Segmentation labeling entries

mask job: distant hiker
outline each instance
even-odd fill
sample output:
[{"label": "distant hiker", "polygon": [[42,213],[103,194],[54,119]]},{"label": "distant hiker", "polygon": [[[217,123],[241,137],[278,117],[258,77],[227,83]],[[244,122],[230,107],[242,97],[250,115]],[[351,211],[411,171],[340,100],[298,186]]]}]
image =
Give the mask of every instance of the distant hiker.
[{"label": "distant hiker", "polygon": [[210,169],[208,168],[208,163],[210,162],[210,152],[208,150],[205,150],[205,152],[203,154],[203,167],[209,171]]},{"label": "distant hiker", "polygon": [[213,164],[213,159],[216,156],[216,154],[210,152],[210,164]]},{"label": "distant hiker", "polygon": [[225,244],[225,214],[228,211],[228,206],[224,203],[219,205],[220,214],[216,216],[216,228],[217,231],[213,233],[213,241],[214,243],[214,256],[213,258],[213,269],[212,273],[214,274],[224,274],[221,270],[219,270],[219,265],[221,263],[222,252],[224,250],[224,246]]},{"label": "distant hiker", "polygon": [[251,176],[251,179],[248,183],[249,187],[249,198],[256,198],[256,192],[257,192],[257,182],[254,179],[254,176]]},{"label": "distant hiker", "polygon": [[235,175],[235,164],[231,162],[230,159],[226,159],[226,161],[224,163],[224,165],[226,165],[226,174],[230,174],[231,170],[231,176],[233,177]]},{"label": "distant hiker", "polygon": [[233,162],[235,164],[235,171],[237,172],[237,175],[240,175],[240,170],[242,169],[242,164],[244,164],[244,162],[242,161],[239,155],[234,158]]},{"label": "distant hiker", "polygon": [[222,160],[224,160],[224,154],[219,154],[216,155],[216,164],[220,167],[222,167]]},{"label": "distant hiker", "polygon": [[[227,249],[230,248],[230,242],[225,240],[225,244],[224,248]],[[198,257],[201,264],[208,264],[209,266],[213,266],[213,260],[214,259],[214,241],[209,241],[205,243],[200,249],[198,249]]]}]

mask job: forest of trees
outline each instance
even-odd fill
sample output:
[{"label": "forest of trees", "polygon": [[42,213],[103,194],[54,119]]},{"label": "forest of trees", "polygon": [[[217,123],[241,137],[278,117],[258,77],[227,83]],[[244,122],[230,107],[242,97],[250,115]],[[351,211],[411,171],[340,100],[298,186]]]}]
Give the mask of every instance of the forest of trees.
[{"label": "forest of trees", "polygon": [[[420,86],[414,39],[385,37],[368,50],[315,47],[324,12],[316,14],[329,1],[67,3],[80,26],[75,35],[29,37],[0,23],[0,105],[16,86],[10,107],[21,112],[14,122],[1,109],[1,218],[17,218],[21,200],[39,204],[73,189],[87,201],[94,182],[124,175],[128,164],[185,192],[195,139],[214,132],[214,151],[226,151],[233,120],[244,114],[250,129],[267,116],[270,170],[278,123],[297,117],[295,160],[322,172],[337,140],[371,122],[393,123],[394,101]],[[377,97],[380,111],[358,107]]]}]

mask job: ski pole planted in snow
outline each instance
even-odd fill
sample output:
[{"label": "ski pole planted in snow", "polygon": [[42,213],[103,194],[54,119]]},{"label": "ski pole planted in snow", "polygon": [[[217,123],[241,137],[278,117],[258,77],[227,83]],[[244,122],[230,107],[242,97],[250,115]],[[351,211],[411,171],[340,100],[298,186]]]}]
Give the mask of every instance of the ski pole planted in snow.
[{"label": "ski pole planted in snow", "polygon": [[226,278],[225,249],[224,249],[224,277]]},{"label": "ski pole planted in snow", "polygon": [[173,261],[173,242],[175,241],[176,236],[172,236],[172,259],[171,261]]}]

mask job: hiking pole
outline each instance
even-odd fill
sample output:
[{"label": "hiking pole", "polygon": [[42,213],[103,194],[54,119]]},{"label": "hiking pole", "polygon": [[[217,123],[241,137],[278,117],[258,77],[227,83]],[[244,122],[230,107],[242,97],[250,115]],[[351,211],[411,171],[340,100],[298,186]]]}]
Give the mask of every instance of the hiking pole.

§ **Aim of the exercise**:
Update every item above by changing "even-odd" to "nonzero" and leaving everything else unchanged.

§ **Solution**:
mask job: distant hiker
outline each instance
nonzero fill
sample output:
[{"label": "distant hiker", "polygon": [[42,213],[103,194],[54,119]]},{"label": "distant hiker", "polygon": [[[217,123],[241,137],[278,117],[258,77],[227,83]],[[244,122],[230,107],[242,97],[250,115]],[[351,211],[411,171],[340,100],[298,186]]]}]
image =
Give the mask of every instance of the distant hiker.
[{"label": "distant hiker", "polygon": [[210,169],[208,168],[208,163],[210,162],[210,152],[208,150],[205,150],[205,152],[203,154],[203,167],[209,171]]},{"label": "distant hiker", "polygon": [[213,164],[213,159],[216,156],[216,154],[210,152],[210,164]]},{"label": "distant hiker", "polygon": [[225,244],[225,214],[228,211],[228,206],[224,203],[219,205],[220,214],[216,216],[216,228],[217,231],[213,233],[213,241],[214,243],[214,256],[213,258],[213,269],[212,273],[214,274],[224,274],[221,270],[219,270],[219,265],[221,263],[222,252],[224,250],[224,246]]},{"label": "distant hiker", "polygon": [[251,176],[251,179],[248,183],[249,187],[249,198],[256,198],[256,192],[257,192],[257,182],[254,179],[254,176]]},{"label": "distant hiker", "polygon": [[235,175],[235,164],[231,162],[230,159],[226,159],[226,161],[224,163],[224,165],[226,165],[226,174],[230,174],[231,170],[231,176],[233,177]]},{"label": "distant hiker", "polygon": [[233,162],[235,164],[235,171],[237,172],[237,175],[240,175],[240,170],[242,169],[242,164],[244,164],[244,162],[242,161],[239,155],[234,158]]},{"label": "distant hiker", "polygon": [[222,160],[224,160],[224,154],[219,154],[216,155],[216,164],[220,167],[222,167]]},{"label": "distant hiker", "polygon": [[[227,249],[230,248],[230,242],[225,240],[225,244],[224,248]],[[198,257],[201,264],[208,264],[209,266],[213,266],[213,260],[214,259],[214,241],[209,241],[205,243],[200,249],[198,249]]]}]

mask job: forest of trees
outline each instance
nonzero fill
sample output:
[{"label": "forest of trees", "polygon": [[42,213],[103,194],[54,119]]},{"label": "forest of trees", "polygon": [[[217,123],[241,137],[278,117],[258,77],[227,83]],[[244,122],[230,107],[242,97],[250,115]],[[351,211],[411,171],[340,100],[298,186]]]}]
Give the mask of every instance of the forest of trees.
[{"label": "forest of trees", "polygon": [[[420,86],[414,39],[385,37],[368,50],[315,47],[324,12],[316,14],[329,1],[67,3],[80,26],[75,35],[29,37],[0,23],[0,105],[16,86],[10,107],[21,112],[14,122],[1,109],[1,218],[17,218],[21,200],[39,204],[73,189],[87,201],[94,182],[124,175],[128,164],[185,192],[195,139],[214,132],[214,151],[226,151],[233,120],[244,114],[250,129],[267,116],[270,170],[278,123],[297,117],[295,160],[322,172],[337,140],[371,122],[393,123],[394,101]],[[377,97],[380,111],[358,107]]]}]

mask job: ski pole planted in snow
outline each instance
nonzero fill
sample output:
[{"label": "ski pole planted in snow", "polygon": [[42,213],[103,194],[54,119]]},{"label": "ski pole planted in snow", "polygon": [[[217,123],[241,137],[278,117],[258,77],[227,83]],[[244,122],[230,107],[242,97],[250,115]],[[351,211],[411,171],[340,100],[298,186]]]}]
Give the mask of every instance of the ski pole planted in snow.
[{"label": "ski pole planted in snow", "polygon": [[226,278],[225,249],[224,249],[224,277]]},{"label": "ski pole planted in snow", "polygon": [[173,261],[173,242],[175,241],[176,236],[172,236],[172,259],[171,261]]}]

mask job: hiking pole
outline each instance
nonzero fill
sample output:
[{"label": "hiking pole", "polygon": [[42,213],[103,194],[54,119]]},{"label": "hiking pole", "polygon": [[[217,123],[241,137],[278,117],[258,77],[227,83]],[[244,122],[230,107],[242,97],[250,115]],[[351,211],[411,171],[340,100],[298,186]]]}]
Give the mask of every instance of the hiking pole.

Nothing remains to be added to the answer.